» **Exercises to complete**:
a - In the SMS marketing tips, at what time is a muffin shop's free-coffee offer ideally sent?
b - Continue the SMS marketing tips from the point where they end.

» **Text provided**:
==================================================
4: Be Timely & Add Value

One of mobile marketing's great advantages over other mediums is its timeliness, which can be a benefit on 2 levels. The first is that it means campaigns can be prepared and sent in a matter of minutes, rather than days or even weeks. It also works on the premise of immediacy from the recipient's perspective. Therefore both the content and the timeliness of the message play an important factor in whether it's appropriate. Remember, there must be a good reason to send the message to a mobile, rather than using another medium. For example, a muffin shop sending out an offer for free coffee with any muffin purchase is ideally sent at 10am, rather than in the evening.

SMS marketing should be used primarily as a promotional tool rather than an advertising tool. It needs to add value to the recipient, rather than just containing a branding message.

5: Target Your Message

As we have discussed, SMS marketing should be used to add value to the recipient, whether it be in the form of a promotion such as a competition or providing timely information. It therefore needs to target the relevant audience suited to the promotion/offer/information. The most basic targeting should be based on age and gender and continue adding criteria from there. In targeting your audience, you also need to make sure that you are being relevant. Is your message appropriate to the recipient? You may need to rewrite the message according to the different age brackets of your recipients, or consider a different offer/promotion for the 2 genders or age brackets.
==================================================
Dataset entries about object locations:
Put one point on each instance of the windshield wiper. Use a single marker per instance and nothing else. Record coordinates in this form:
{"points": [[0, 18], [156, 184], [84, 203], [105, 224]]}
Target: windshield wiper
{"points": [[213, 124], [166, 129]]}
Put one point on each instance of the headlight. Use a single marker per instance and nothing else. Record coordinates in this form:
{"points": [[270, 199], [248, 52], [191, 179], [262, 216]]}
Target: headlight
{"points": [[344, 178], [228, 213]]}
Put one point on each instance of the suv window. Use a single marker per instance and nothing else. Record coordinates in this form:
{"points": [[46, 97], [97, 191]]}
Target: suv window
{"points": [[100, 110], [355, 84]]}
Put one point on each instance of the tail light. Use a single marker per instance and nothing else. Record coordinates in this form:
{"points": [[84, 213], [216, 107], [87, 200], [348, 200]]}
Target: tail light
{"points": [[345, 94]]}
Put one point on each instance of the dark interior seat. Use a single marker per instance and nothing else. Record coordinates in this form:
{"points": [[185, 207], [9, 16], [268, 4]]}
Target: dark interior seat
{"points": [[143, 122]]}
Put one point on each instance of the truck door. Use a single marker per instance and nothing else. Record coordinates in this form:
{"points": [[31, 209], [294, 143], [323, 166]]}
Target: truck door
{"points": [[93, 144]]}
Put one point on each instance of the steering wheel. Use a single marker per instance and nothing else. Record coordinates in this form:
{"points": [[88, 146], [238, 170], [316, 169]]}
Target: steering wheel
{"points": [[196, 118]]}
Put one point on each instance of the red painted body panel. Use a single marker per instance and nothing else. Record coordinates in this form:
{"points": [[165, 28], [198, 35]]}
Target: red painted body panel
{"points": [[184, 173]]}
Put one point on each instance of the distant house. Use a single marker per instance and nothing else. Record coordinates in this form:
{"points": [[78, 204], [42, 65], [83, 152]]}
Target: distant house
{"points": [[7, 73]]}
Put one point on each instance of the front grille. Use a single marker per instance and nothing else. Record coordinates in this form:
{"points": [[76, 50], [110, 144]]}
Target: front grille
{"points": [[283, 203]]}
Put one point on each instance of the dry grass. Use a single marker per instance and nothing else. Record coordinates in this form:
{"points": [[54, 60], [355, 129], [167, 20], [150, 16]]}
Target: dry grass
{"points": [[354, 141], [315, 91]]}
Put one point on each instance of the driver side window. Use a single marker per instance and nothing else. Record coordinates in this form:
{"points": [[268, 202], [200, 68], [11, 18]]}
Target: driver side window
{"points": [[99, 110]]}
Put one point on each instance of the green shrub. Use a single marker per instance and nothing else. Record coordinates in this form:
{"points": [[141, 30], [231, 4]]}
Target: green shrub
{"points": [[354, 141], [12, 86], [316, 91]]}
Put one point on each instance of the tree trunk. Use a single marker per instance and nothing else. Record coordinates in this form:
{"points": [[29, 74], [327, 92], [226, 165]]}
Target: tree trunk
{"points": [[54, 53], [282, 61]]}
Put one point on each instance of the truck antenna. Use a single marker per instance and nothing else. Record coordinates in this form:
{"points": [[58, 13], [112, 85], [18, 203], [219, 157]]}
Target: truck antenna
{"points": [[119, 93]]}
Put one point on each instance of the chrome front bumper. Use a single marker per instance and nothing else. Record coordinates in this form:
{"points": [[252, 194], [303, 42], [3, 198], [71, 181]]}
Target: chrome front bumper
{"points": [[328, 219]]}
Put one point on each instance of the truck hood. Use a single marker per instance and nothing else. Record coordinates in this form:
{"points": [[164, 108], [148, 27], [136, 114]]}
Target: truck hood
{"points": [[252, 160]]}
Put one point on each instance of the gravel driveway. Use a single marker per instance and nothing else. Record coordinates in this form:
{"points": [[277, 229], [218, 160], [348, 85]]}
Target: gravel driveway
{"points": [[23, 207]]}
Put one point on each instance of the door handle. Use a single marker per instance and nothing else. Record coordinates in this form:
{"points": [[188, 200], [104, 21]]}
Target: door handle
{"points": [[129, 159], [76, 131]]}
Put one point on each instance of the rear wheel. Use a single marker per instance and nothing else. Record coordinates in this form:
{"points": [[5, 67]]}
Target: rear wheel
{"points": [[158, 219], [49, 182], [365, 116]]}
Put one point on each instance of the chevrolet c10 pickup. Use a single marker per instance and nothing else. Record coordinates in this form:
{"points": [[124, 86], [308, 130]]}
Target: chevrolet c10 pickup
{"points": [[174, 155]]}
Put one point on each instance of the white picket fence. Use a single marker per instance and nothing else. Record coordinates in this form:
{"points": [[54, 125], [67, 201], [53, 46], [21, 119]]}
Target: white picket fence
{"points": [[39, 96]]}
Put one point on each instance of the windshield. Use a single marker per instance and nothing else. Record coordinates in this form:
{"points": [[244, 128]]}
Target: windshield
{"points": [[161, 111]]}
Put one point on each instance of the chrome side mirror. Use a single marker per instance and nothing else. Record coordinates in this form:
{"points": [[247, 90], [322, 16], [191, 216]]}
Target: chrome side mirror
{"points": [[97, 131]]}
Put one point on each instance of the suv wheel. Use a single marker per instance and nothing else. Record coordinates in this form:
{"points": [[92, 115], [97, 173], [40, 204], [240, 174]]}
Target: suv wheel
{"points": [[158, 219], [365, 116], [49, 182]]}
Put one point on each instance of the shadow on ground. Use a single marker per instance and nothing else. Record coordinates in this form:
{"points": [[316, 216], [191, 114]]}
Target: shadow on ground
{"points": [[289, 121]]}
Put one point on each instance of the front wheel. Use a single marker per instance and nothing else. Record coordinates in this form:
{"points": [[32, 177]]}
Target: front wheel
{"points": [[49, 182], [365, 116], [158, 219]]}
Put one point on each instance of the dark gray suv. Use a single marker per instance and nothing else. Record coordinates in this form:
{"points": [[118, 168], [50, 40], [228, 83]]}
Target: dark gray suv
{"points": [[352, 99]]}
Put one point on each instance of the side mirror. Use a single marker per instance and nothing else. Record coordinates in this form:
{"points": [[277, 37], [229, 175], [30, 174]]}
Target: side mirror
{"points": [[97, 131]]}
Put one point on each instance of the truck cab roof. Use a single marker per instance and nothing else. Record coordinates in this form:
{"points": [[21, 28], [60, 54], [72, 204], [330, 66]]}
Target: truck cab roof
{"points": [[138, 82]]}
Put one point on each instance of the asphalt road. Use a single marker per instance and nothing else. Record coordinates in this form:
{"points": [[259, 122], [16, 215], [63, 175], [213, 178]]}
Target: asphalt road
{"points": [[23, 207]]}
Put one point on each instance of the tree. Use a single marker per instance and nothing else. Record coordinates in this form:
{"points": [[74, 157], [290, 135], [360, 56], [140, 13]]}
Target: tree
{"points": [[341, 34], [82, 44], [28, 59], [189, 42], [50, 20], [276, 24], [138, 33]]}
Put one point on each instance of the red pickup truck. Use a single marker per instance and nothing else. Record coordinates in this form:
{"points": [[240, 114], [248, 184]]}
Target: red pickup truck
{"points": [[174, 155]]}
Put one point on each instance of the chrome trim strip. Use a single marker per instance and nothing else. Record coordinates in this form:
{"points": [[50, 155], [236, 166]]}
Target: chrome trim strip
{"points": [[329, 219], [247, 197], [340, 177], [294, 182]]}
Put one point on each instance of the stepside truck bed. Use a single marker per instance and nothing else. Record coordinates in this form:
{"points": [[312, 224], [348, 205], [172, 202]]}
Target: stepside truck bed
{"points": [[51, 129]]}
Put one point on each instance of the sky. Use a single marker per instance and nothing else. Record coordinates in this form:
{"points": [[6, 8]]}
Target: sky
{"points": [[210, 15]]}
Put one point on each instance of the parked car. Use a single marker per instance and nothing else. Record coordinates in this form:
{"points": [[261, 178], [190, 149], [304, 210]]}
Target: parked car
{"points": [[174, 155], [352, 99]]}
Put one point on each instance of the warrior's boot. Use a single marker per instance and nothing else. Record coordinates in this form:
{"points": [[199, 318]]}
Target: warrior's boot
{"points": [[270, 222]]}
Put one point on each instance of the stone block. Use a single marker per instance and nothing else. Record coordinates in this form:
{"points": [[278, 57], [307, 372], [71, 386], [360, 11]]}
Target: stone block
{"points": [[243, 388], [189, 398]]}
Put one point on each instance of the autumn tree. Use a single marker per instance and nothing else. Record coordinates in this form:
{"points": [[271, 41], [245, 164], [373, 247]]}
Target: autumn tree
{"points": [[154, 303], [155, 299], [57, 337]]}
==================================================
» **Results for each task**:
a - At 10am, rather than in the evening.

b -
6: Test Your Message

Even though SMS can be more interactive than email marketing, it also shares some of email's positive characteristics, such as real-time response tracking and the ability to segment lists. As SMS is just text, there are no cross platform problems to test, just the message, so test it thoroughly. With SMS your message is limited to 160 characters (even less with the obligatory opt-out option), so test different versions of the message to see the best response. As we mentioned above, check that the time of day (and time zone) is relevant to the message/promotion and that the ideal message is being sent to the relevant age bracket.

Conclusion:

The potential pitfall of a push campaign is that if the message is not appropriate to the recipient, there could well be a backlash against the sender, as it could be regarded as Spam-similar to email marketing, only even more so, because of the personal nature of SMS. Remember, when sending a push campaign, you need to provide an opt-out mechanism, which, depending on who your supplier is, is usually an automated process using a return path.

Kath Pay is Marketing Director of Ezemail, a web-based e-communications tool, which enables you to create, send and track your email marketing and SMS messaging campaigns.For more information please go to http://www.ezemail.com or contact Kath at: kath@ezemail.com.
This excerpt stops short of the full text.